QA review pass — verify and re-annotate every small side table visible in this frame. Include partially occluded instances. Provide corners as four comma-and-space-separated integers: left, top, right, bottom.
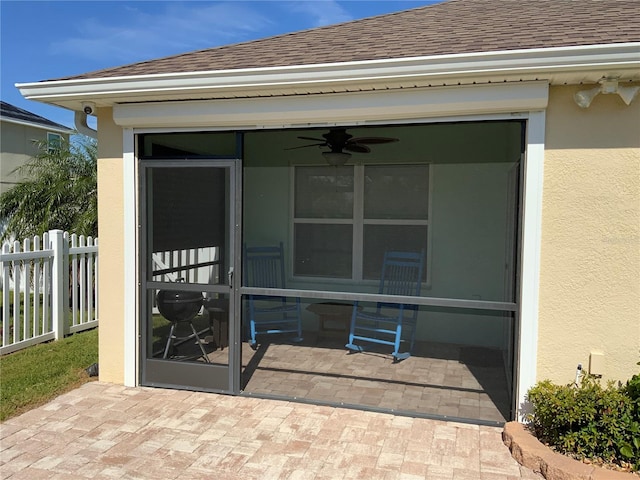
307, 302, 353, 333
==
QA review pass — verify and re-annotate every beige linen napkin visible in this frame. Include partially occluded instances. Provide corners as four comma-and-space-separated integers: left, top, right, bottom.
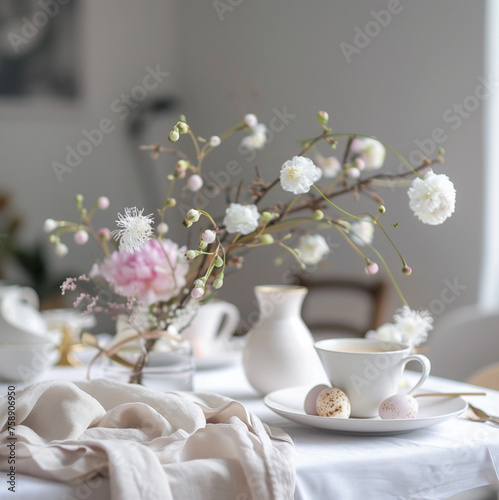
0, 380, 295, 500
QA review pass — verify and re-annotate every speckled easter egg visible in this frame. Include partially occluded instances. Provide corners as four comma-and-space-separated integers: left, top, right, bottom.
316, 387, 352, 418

Aim of the exercise:
Retype the part of the listing that opens with the line containing "QA review pass — verify and re-annotate every speckled" and closes with the line containing "316, 387, 352, 418", reproducing each line without any change.

Completed task:
QA review pass — verify and re-annotate every speckled easter egg visible in this frame. Include partially occluded instances. Provide corners as four comma-and-space-separated integers: left, top, right, bottom.
316, 387, 352, 418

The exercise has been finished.